--- Begin Excerpt ---

[LLVMdev] [RFC] Embedding command line options in bitcode (PR21471)

Wed Dec 3 11:39:23 PST 2014

On Tue, Dec 2, 2014 at 4:38 PM, Eric Christopher <echristo at gmail.com> wrote:

>
>
> On Tue Dec 02 2014 at 4:31:43 PM Akira Hatanaka <ahatanak at gmail.com>
> wrote:
>
>> On Tue, Dec 2, 2014 at 3:21 PM, Eric Christopher <echristo at gmail.com>
>> wrote:
>>
>>> On Mon Dec 01 2014 at 4:22:15 PM Bob Wilson <bob.wilson at apple.com>
>>> wrote:
>>>
>>>> Thanks for your feedback, Eric.
>>>>
>>>> I still think we may be talking past each other a little bit, but
>>>> rather than
>>>>
>>>
>>> Might be, sorry if so :(
>>>
>>>
>>>> delving further into the details right now, I’ve suggested to Akira
>>>> that he look into how we should handle other kinds of options. I’m hoping
>>>> that as we look at more of them, we will gain some insight into the
>>>> approach that we want to take here. This patch really only deals with the
>>>> easy cases, and whether we use Akira’s approach or not, I’m not especially
>>>> worried about this kind of option.

--- End Excerpt ---
--- Begin Dataset content ---

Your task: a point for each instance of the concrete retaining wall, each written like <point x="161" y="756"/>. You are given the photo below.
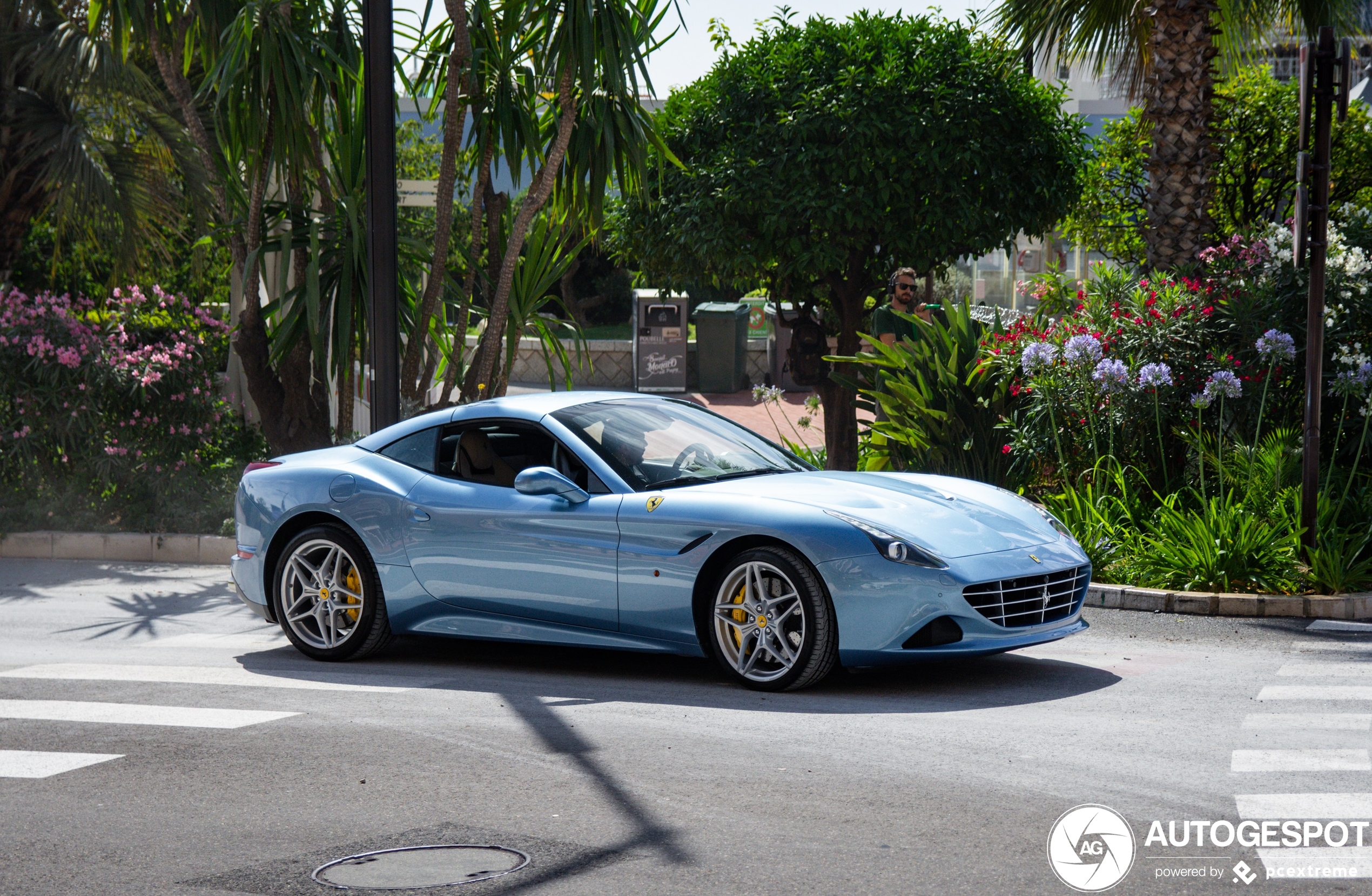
<point x="1209" y="604"/>
<point x="128" y="547"/>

--- End Dataset content ---

Decide whether each statement agrees with the mailing-list thread. Answer yes or no for each, quoting the words from the thread that decide it.
1. Bob Wilson has suggested that Akira look into how other kinds of options should be handled.
2. Bob Wilson says he is especially worried about this kind of option.
3. Eric Christopher flatly rejects the idea that he and Bob Wilson may be talking past each other.

Exercise result:
1. Yes: "that he look into how we should handle other kinds of options"
2. No: "I’m not especially"
3. No: "Might be, sorry if so"